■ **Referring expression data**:

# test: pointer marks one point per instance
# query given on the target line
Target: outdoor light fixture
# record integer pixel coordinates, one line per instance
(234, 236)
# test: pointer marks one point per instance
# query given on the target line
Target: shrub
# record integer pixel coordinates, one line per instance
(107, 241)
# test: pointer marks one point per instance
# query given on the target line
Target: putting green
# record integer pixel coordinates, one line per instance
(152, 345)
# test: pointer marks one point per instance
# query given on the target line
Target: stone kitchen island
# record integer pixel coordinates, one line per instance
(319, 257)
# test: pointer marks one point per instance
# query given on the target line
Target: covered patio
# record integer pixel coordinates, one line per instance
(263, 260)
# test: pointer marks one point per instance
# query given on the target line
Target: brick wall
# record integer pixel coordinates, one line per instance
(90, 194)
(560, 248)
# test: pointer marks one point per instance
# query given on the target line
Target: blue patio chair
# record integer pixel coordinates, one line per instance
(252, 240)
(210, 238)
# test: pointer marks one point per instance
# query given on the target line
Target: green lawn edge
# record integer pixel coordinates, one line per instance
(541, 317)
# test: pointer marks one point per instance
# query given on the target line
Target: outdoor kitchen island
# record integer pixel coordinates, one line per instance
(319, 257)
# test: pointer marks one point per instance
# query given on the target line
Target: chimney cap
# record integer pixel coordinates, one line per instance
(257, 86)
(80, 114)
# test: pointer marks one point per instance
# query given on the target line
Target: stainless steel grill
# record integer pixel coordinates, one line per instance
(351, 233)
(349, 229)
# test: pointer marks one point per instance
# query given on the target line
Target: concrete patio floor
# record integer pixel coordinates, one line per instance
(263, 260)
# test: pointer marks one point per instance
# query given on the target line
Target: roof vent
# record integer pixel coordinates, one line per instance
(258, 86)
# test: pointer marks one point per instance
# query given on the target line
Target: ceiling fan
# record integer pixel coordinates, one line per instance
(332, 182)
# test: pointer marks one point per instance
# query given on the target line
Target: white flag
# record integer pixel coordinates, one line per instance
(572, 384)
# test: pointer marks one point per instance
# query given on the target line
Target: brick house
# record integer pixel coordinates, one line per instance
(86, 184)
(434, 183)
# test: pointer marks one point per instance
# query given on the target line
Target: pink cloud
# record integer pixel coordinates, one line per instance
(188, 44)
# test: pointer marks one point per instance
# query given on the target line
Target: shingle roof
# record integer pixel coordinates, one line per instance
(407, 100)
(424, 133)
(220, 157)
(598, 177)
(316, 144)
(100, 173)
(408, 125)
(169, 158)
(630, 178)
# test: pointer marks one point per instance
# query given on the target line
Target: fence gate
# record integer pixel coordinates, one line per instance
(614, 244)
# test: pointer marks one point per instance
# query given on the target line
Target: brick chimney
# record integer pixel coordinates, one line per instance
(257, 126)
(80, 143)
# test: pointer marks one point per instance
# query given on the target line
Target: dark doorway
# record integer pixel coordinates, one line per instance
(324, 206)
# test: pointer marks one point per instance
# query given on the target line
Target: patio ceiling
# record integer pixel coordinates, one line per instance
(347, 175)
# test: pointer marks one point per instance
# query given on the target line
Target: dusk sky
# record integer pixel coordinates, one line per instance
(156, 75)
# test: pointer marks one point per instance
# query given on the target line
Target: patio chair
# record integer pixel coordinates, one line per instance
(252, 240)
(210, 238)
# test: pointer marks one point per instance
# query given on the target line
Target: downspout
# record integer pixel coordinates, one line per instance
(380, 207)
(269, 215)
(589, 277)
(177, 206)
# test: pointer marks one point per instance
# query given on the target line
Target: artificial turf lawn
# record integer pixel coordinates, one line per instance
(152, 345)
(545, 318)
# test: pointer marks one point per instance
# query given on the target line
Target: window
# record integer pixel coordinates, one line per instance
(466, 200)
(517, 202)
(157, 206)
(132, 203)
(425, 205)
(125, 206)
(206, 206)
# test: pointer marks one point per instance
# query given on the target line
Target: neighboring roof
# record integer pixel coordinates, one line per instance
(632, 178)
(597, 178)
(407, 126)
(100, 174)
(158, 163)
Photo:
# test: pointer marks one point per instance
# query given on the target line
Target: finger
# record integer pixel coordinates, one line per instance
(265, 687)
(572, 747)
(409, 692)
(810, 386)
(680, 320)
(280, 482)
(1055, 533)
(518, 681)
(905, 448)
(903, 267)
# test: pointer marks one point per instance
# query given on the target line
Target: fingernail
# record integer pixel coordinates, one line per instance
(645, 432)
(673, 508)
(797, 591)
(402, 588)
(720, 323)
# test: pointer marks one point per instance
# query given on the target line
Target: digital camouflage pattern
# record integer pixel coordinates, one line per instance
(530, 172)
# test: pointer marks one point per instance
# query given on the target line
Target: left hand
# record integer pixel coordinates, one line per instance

■ **Your goal**:
Set the entries down again, unchanged and complete.

■ **Solution to the problem**:
# test: pointer marks one point per instance
# query given on the target line
Target: outdoor light fixture
# record integer pixel coordinates, one line per instance
(234, 236)
# test: pointer marks one point per instance
# query given on the target line
Target: shrub
# record integer pixel coordinates, one line per instance
(107, 241)
# test: pointer marks one point per instance
# query given on the target line
Target: putting green
# record integer pixel coordinates, one line per instance
(152, 345)
# test: pointer marks one point per instance
# query given on the target line
Target: stone kitchen island
# record integer pixel coordinates, one line per instance
(319, 257)
# test: pointer marks one point per instance
# query given on the target line
Target: covered patio
# record integer pixel coordinates, one line per instance
(263, 260)
# test: pointer marks one point per instance
# query given on the target line
Target: brick wall
# record integer pixel coordinates, one line per instance
(90, 194)
(560, 248)
# test: pointer marks one point per instance
# query given on the target line
Target: blue patio chair
# record integer pixel coordinates, one line per instance
(252, 240)
(210, 238)
# test: pointer marks one point per instance
# query given on the target line
Target: green lawn edge
# record integer pixel coordinates, one line per instance
(541, 317)
# test: pointer marks one point per instance
# query given on the target line
Target: outdoor kitchen island
# record integer pixel coordinates, one line per instance
(319, 257)
# test: pointer marks one point per instance
# query given on the target line
Target: chimney cap
# record integer pixel coordinates, one line per instance
(257, 86)
(80, 114)
# test: pointer marks one point per instance
# query given on the target line
Target: stainless steel grill
# record integer pixel coordinates, one line per instance
(351, 233)
(349, 229)
# test: pointer marks one point per instance
# query given on the target line
Target: concrete patio floor
# record integer pixel coordinates, one line per instance
(263, 260)
# test: pointer marks one point per instance
# query given on the target line
Target: roof vent
# record integer pixel coordinates, one line per instance
(258, 86)
# test: pointer marks one point per instance
# query given on the target line
Target: ceiling fan
# record integer pixel coordinates, one line per instance
(332, 182)
# test: pointer marks one point per instance
# query given on the target line
Target: white flag
# record integer pixel coordinates, one line per instance
(572, 384)
# test: pointer marks one point per instance
# query given on the target line
Target: brick house
# record integer pixel coordinates, one line per instance
(86, 184)
(434, 183)
# test: pointer marks one point per instance
# query given on the target line
Target: pink cloud
# record integer pixel coordinates, one line per instance
(188, 44)
# test: pointer marks one point per instance
# query given on the target line
Target: shingle roof
# record integer pixel coordinates, one line per instance
(407, 100)
(424, 133)
(220, 157)
(598, 177)
(316, 144)
(100, 173)
(408, 125)
(169, 158)
(630, 178)
# test: pointer marks one point per instance
# query given on the target line
Target: fence gate
# record integer pixel coordinates, one line per instance
(614, 244)
# test: pointer marks one point per instance
# query given on the target line
Target: brick chimney
# record integer pixel coordinates, one line per instance
(257, 126)
(80, 143)
# test: pointer marks one point per instance
# query given on the target line
Target: dark doorway
# record integer pixel coordinates, one line per instance
(324, 206)
# test: pointer marks one point per instance
# query given on the target line
Target: patio ceiling
# record integer pixel coordinates, one line per instance
(347, 175)
# test: pointer marks one point per instance
# query given on the target line
Target: dusk sky
# record integer pixel coordinates, one line per instance
(156, 75)
# test: pointer marks one point per instance
# query given on the target line
Target: patio chair
# record integer pixel coordinates, one line per instance
(252, 240)
(210, 238)
# test: pointer marks one point per instance
# query given on the target line
Target: downspout
# record integer pixel coordinates, one line per instance
(380, 207)
(269, 215)
(589, 277)
(177, 206)
# test: pointer marks one point per instance
# query given on the target line
Target: artificial turf lawn
# record integer pixel coordinates, one line per instance
(152, 345)
(545, 318)
# test: pointer marks one point per instance
# query given on the target line
Target: window
# record integer pixel coordinates, one line per instance
(466, 200)
(517, 202)
(157, 206)
(132, 203)
(425, 205)
(125, 206)
(206, 206)
# test: pointer marks one point per instance
# query given on the target line
Target: neighboring roof
# record integer pixel coordinates, one line per instance
(632, 178)
(597, 178)
(407, 126)
(100, 174)
(158, 163)
Photo:
# test: pointer marks one point per instance
# query given on the target line
Target: finger
# record integer pixel coordinates, one line per instance
(265, 687)
(572, 747)
(409, 692)
(810, 386)
(680, 320)
(280, 482)
(1055, 533)
(518, 681)
(905, 448)
(903, 267)
# test: pointer marks one point per instance
# query given on the target line
Target: fingernail
# record integer pixel coordinates, one line per instance
(645, 432)
(673, 508)
(797, 591)
(402, 588)
(720, 323)
# test: pointer marks one point per instance
# query given on the target line
Target: digital camouflage pattern
# record integer pixel coordinates, one line per instance
(530, 172)
# test: pointer marks one point per instance
# query given on the target line
Target: left hand
# record integer pixel coordinates, one line per instance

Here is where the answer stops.